# 引用文
****************
岡田克也幹事長は27日午後、党本部で定例会見し、同日14時から行われた政府・民主党首脳会議について言及し、そのなかで菅直人総理から当面の経済対策の取りまとめ方について指示があったことを明らかにした。
「従来から三つのステップに分けてこの問題を考えている」と改めて語った岡田幹事長は9月10日に閣議決定した「新成長戦略実現に向けた3段構えの経済対策」についてふれ、第一ステップについては財源には「経済危機対応・地域活性化予備費」を活用することで決定していると説明した。
そのうえで岡田幹事長は、「第二段階である補正予算について、与野党の提言を踏まえて次の柱で検討するということである」と述べ、(1)雇用・人材育成、(2)新成長戦略の推進、(3)子育て・医療・介護・福祉等(4)地域活性化・社会資本整備・中小企業対策、(5)制度規制改革――の5つを柱として、22年度補正予算においては経済の活性化や国民生活の安定・安心に真に役立つ施策を盛り込みつつ、その他緊要な経費の追加も行うとした。
****************
# 課題の内容
a. 引用文のうち、「岡田克也幹事長は27日午後、」を含む語句から始めて「とで決定していると説明した。」の後で終わる範囲を、一字も変えずに再掲してください。
b. 引用文によると、経済対策の第一ステップの財源には何を活用することが決定していますか。

データセット項目
****************
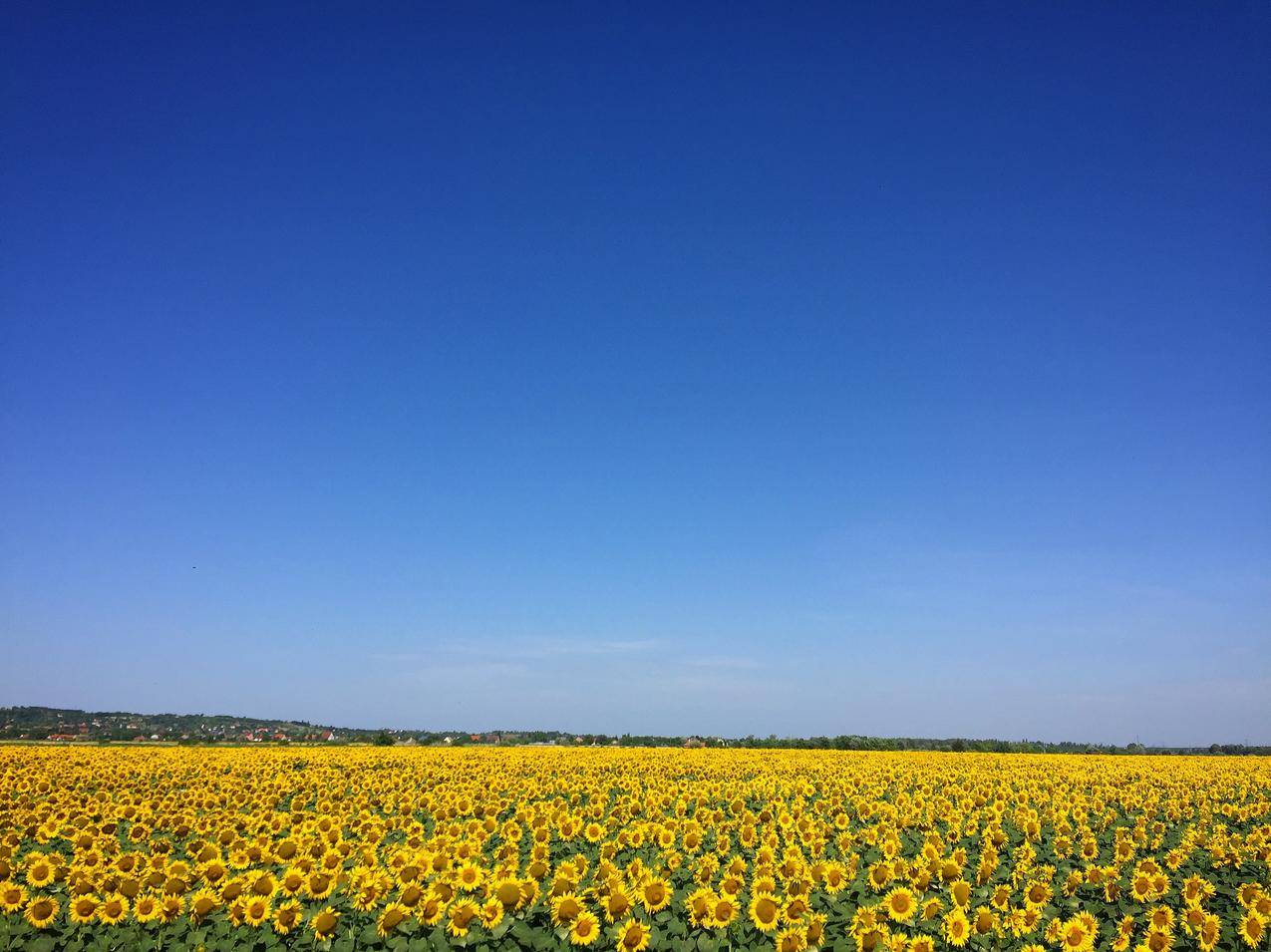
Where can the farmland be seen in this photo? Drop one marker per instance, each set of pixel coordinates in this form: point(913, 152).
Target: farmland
point(629, 849)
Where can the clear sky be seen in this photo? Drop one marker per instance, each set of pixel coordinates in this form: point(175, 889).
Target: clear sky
point(892, 369)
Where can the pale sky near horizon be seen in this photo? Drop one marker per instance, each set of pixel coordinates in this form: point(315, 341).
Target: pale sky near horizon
point(730, 369)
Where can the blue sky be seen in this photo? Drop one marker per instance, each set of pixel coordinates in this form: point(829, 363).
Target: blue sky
point(864, 369)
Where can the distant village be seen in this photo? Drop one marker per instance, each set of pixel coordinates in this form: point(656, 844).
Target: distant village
point(72, 726)
point(37, 725)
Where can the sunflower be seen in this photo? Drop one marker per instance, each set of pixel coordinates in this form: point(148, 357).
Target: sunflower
point(324, 923)
point(257, 910)
point(114, 909)
point(721, 911)
point(431, 910)
point(286, 916)
point(1077, 936)
point(202, 904)
point(41, 871)
point(792, 938)
point(1251, 929)
point(83, 909)
point(507, 891)
point(147, 909)
point(461, 916)
point(170, 908)
point(583, 929)
point(617, 904)
point(879, 876)
point(566, 908)
point(1210, 930)
point(957, 928)
point(470, 877)
point(901, 905)
point(13, 896)
point(41, 911)
point(632, 936)
point(490, 913)
point(813, 927)
point(655, 895)
point(393, 915)
point(764, 911)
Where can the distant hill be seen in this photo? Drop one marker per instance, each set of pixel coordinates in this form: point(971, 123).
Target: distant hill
point(70, 725)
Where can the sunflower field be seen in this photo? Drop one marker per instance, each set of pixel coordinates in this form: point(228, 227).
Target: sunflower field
point(671, 850)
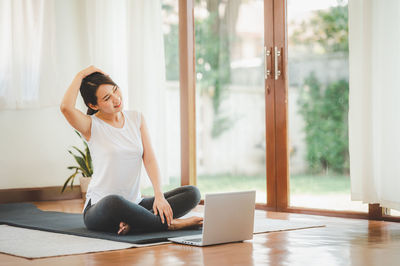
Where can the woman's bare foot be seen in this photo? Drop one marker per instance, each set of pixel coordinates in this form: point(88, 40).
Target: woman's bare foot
point(123, 228)
point(186, 223)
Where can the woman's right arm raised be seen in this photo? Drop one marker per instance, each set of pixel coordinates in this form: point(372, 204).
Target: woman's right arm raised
point(75, 117)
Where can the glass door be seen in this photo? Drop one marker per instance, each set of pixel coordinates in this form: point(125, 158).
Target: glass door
point(318, 84)
point(230, 96)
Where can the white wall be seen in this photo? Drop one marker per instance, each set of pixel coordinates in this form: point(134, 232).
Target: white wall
point(34, 142)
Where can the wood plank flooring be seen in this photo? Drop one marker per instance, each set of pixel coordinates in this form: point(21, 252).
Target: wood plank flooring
point(341, 242)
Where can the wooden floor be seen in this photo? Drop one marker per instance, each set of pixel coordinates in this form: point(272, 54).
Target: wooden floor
point(341, 242)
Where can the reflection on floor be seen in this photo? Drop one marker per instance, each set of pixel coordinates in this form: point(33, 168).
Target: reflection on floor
point(341, 242)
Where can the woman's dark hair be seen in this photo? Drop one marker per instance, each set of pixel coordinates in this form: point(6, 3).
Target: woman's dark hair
point(89, 87)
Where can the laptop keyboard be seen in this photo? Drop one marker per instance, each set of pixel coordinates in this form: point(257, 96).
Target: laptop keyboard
point(195, 240)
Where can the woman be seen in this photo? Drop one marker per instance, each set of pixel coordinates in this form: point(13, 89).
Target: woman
point(118, 140)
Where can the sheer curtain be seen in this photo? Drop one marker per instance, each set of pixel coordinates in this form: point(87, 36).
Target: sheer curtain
point(374, 101)
point(28, 75)
point(125, 39)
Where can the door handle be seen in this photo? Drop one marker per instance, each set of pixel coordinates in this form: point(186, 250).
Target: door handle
point(267, 54)
point(277, 57)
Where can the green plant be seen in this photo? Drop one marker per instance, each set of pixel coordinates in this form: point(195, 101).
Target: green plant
point(84, 161)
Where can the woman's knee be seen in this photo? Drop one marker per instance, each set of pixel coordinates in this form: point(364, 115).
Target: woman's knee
point(112, 201)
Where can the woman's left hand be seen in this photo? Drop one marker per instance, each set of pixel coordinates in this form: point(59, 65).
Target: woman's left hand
point(162, 207)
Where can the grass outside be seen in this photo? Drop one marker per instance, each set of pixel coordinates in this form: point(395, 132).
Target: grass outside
point(299, 184)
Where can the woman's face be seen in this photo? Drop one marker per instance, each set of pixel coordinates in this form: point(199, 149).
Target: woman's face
point(109, 99)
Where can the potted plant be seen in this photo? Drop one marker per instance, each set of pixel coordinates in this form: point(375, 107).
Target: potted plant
point(85, 168)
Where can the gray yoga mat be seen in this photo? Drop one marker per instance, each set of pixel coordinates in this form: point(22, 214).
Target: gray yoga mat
point(27, 215)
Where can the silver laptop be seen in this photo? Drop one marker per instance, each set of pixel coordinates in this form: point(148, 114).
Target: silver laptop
point(228, 217)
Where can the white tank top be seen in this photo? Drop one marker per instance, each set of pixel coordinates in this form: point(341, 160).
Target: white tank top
point(117, 159)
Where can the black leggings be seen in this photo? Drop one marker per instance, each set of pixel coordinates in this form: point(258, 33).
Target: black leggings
point(108, 212)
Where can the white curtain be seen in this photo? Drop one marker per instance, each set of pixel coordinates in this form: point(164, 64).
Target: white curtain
point(374, 104)
point(125, 39)
point(28, 74)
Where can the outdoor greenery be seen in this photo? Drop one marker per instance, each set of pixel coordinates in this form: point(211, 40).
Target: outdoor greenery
point(84, 161)
point(213, 68)
point(327, 28)
point(299, 184)
point(324, 107)
point(212, 61)
point(325, 114)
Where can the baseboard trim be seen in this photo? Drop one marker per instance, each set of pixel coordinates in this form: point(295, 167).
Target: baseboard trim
point(39, 194)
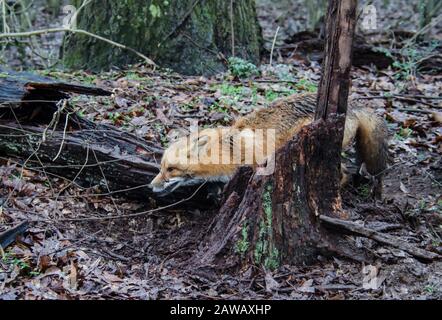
****************
# 各課題の解答
a.
岡田克也幹事長は27日午後、党本部で定例会見し、同日14時から行われた政府・民主党首脳会議について言及し、そのなかで菅直人総理から当面の経済対策の取りまとめ方について指示があったことを明らかにした。
「従来から三つのステップに分けてこの問題を考えている」と改めて語った岡田幹事長は9月10日に閣議決定した「新成長戦略実現に向けた3段構えの経済対策」についてふれ、第一ステップについては財源には「経済危機対応・地域活性化予備費」を活用することで決定していると説明した。

b. 経済危機対応・地域活性化予備費